::: Data shown :::

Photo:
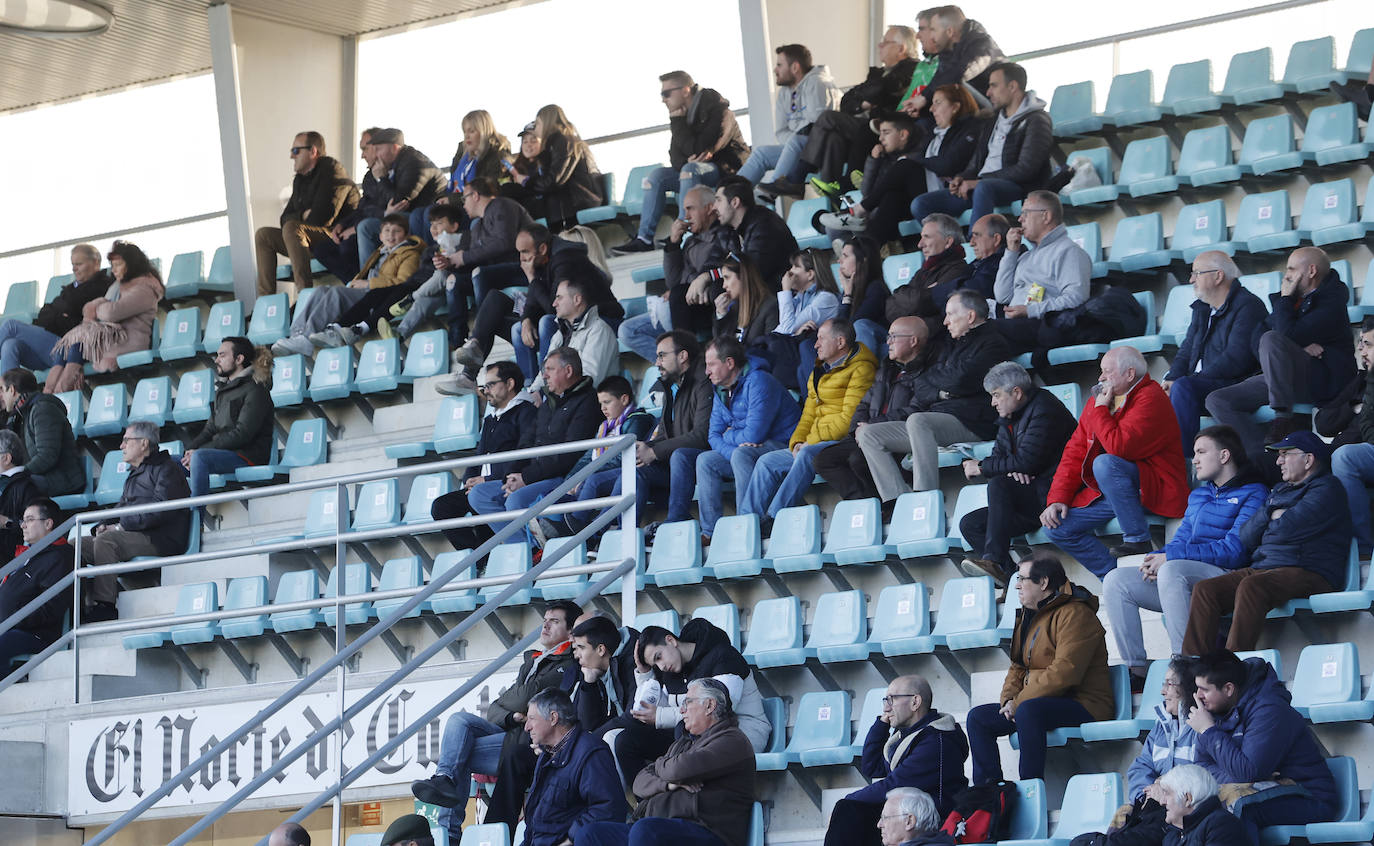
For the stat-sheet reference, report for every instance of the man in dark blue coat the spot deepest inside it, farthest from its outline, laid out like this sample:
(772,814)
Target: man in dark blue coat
(1249,728)
(1299,541)
(1305,352)
(575,779)
(1216,352)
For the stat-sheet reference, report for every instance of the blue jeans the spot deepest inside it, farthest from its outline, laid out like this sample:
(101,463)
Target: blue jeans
(1354,467)
(1120,485)
(987,195)
(668,179)
(781,478)
(470,745)
(650,831)
(712,471)
(25,345)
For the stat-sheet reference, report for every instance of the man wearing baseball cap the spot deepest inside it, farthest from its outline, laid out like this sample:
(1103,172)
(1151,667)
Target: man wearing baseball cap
(1299,541)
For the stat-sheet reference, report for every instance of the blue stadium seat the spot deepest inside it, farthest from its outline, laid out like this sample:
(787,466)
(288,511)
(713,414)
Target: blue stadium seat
(775,633)
(1189,89)
(245,592)
(676,555)
(855,536)
(794,543)
(296,587)
(226,320)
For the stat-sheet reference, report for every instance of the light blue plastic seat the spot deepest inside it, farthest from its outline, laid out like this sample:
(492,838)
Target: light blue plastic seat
(186,275)
(296,587)
(917,526)
(903,615)
(676,555)
(794,543)
(775,633)
(333,374)
(357,580)
(180,335)
(855,534)
(109,409)
(271,319)
(245,592)
(1073,111)
(378,366)
(507,559)
(840,628)
(723,617)
(151,400)
(226,320)
(426,356)
(735,548)
(1189,89)
(396,574)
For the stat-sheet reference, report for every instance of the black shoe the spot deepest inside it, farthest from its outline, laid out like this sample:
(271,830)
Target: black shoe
(438,790)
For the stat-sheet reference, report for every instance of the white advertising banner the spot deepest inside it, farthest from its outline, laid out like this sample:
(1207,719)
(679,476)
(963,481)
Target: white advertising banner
(118,760)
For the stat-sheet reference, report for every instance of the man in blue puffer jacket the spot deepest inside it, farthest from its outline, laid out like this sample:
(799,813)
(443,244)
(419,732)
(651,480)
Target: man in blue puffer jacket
(1205,544)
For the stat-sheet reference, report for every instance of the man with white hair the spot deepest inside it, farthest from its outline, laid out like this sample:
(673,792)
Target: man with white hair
(1123,459)
(1216,352)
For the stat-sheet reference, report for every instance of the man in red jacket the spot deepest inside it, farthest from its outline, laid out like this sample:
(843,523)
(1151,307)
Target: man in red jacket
(1124,459)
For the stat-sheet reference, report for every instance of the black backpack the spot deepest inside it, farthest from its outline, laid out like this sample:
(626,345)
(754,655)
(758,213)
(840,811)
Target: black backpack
(981,813)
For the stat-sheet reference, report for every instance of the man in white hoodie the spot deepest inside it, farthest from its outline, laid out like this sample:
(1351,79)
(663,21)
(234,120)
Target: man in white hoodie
(804,91)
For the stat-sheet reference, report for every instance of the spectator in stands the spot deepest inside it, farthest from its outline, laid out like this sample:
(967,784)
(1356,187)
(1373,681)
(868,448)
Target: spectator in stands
(407,180)
(951,404)
(1248,728)
(1204,545)
(687,275)
(509,423)
(1124,459)
(1033,286)
(1032,429)
(54,460)
(322,194)
(842,376)
(575,782)
(1058,673)
(318,323)
(30,344)
(705,146)
(1299,544)
(842,136)
(1194,812)
(121,322)
(241,430)
(568,177)
(1216,350)
(759,234)
(943,271)
(154,477)
(752,415)
(910,745)
(568,411)
(891,400)
(908,817)
(1011,155)
(804,92)
(473,745)
(1304,348)
(988,238)
(746,308)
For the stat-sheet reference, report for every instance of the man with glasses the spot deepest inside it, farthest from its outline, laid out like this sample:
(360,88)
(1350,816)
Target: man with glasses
(1216,350)
(320,194)
(910,745)
(705,144)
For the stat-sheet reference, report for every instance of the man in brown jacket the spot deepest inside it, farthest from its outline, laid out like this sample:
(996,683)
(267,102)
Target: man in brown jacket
(1058,673)
(701,791)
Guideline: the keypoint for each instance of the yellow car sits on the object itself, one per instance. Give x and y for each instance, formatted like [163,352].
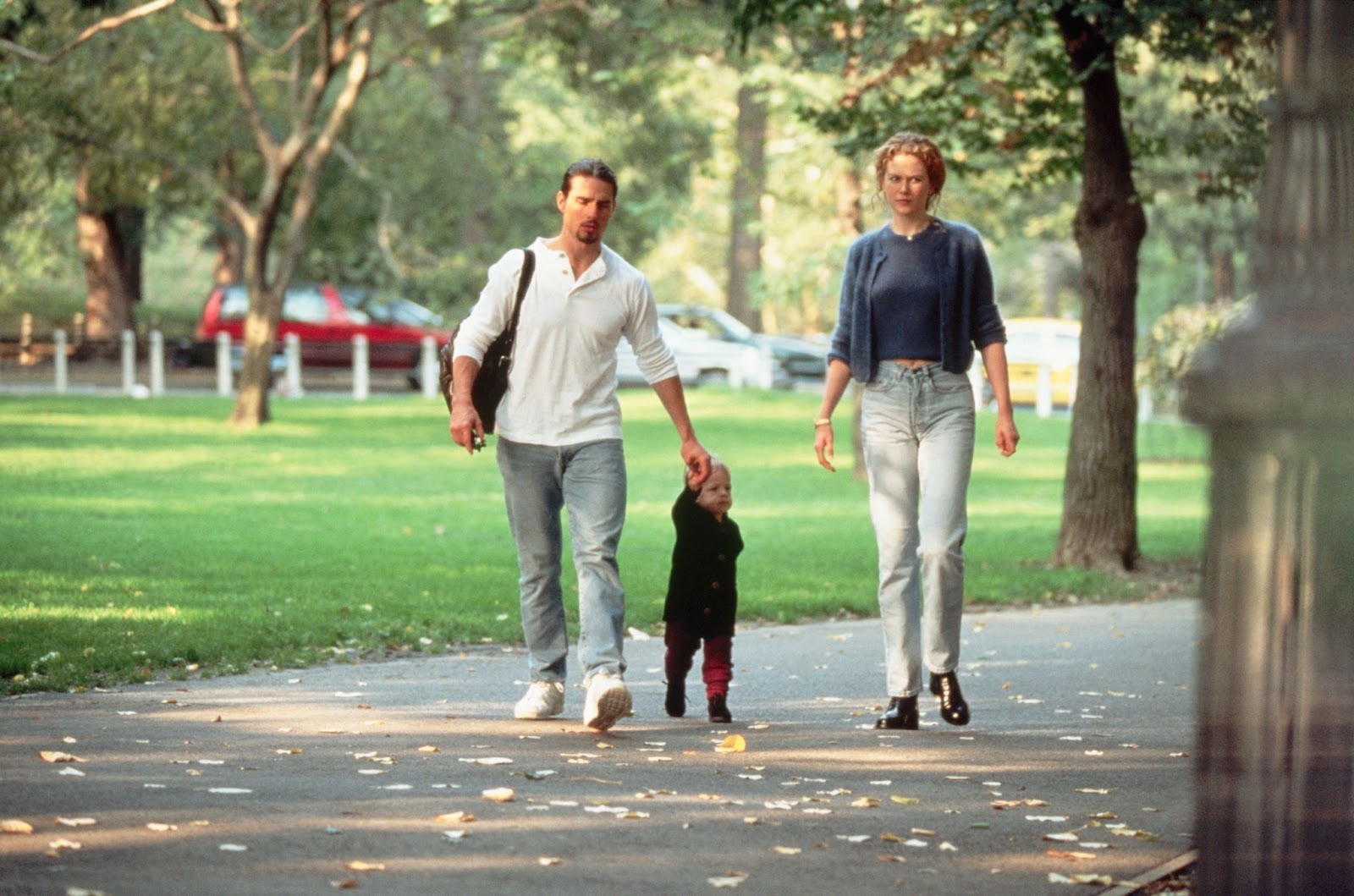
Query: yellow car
[1042,341]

:::

§ **What is required**:
Skipping all images, print the data above a second time exactly.

§ **Output of the task**:
Photo:
For the stat-sheet reference, report for every instance of the man in dark blue coat the spot deepest inside it, farthest from its outline, laid out like this sample:
(772,814)
Target: man in dark blue coat
(1249,728)
(1299,541)
(1305,352)
(575,779)
(1216,352)
For the stat-sheet reference, report for every instance of the blue jeans the spot deepest inside it, farthest from its outline, laid out like this sample:
(101,463)
Target: blue jeans
(1354,467)
(1120,485)
(987,195)
(668,179)
(781,478)
(470,745)
(650,831)
(712,471)
(25,345)
For the stat-sheet reference, report for every instance of the man wearing baseball cap the spot deepest inside it, farthest from its outline, laid out like this sample:
(1103,172)
(1151,667)
Target: man wearing baseball cap
(1299,541)
For the stat-sheet reference, report for every instance of the blue stadium seat the spot deepest inside it, farthest from its outline, laid out like this sample:
(787,466)
(288,511)
(713,414)
Target: blue stadium seat
(775,633)
(1189,89)
(245,592)
(676,555)
(855,536)
(794,543)
(296,587)
(226,320)
For the stat-sheet reference, report for every instance of the light blue plastic seat the spot deepest inside it, farthest from its outline, laid out like this sample:
(492,838)
Target: light blue plastic seat
(186,275)
(296,587)
(917,526)
(903,615)
(676,555)
(794,543)
(775,633)
(333,374)
(357,580)
(180,335)
(855,534)
(109,409)
(271,319)
(245,592)
(1073,111)
(378,366)
(507,559)
(840,628)
(723,617)
(151,400)
(226,320)
(426,356)
(735,548)
(1189,89)
(396,574)
For the stat-sheet reference, report for every instance of the black shoe the spot deepest inside it, farthest from its outline, laid out like this sample:
(271,830)
Target: black shoe
(438,790)
For the stat-sheet reference, report for every instance of the white advertising banner the spot deepest inside it, farthest from its outline, laid out like this sample:
(1207,719)
(679,476)
(963,481)
Target: white advertising banner
(118,760)
For the stat-sheet reference, report for every instance of the man in blue puffer jacket the spot deepest inside it, farthest from its outline, laid out like this sample:
(799,813)
(443,244)
(419,732)
(651,480)
Target: man in blue puffer jacket
(1205,544)
For the stat-sheet reference, report for every instance of the man with white hair the spot deepest inside it, farthest from its outline, laid out like this sample:
(673,792)
Target: man with white hair
(1123,459)
(1216,352)
For the stat-sheet reference, report for every instance of the man in red jacket the spot deepest inside it, farthest from its outline, laid out like this sample:
(843,523)
(1151,307)
Target: man in red jacket
(1124,459)
For the stat-sheet reference, report for every instance of the black backpack the spot deepest inside it, farthest from its outline, laid out like this sample:
(626,345)
(754,655)
(758,213)
(840,811)
Target: black backpack
(981,813)
For the stat-sheet reference, report for every instance of the man in white hoodie the spot deepest inside it, farthest from its outline, laid out like this sample:
(1351,79)
(663,21)
(234,120)
Target: man in white hoodie
(804,91)
For the stat-sheet reference, report for every instance of the spectator in stands the spot deepest inside it, farthest from its outline, laid out like this sample:
(967,784)
(1356,187)
(1373,681)
(868,448)
Target: spectator in stands
(407,180)
(951,404)
(1248,728)
(1204,545)
(687,275)
(509,423)
(1124,459)
(1033,286)
(1032,429)
(54,460)
(322,194)
(842,376)
(575,782)
(1058,673)
(318,323)
(30,344)
(705,146)
(1299,544)
(842,136)
(1194,812)
(121,322)
(241,430)
(568,177)
(1216,350)
(759,234)
(943,271)
(154,477)
(752,415)
(910,745)
(568,411)
(891,400)
(908,817)
(1011,155)
(804,92)
(473,745)
(1304,348)
(988,238)
(746,308)
For the stat-sheet reference, report for every instance of the man with glasses the spot deepest inside it, farthest from its outline, laid out like this sample:
(360,88)
(1350,816)
Target: man with glasses
(1216,350)
(320,194)
(910,745)
(705,144)
For the stat-sheet reference, report for every instance of the man in brown jacket the spot deepest inside it, farthest from its outline, laid out like this sample:
(996,683)
(267,102)
Target: man in brown jacket
(1058,673)
(701,791)
Guideline: the keypoint for each instance of the yellow car sits on the object itself, one per instance. Give x and y for each instance, formatted like [163,352].
Query: yellow car
[1042,341]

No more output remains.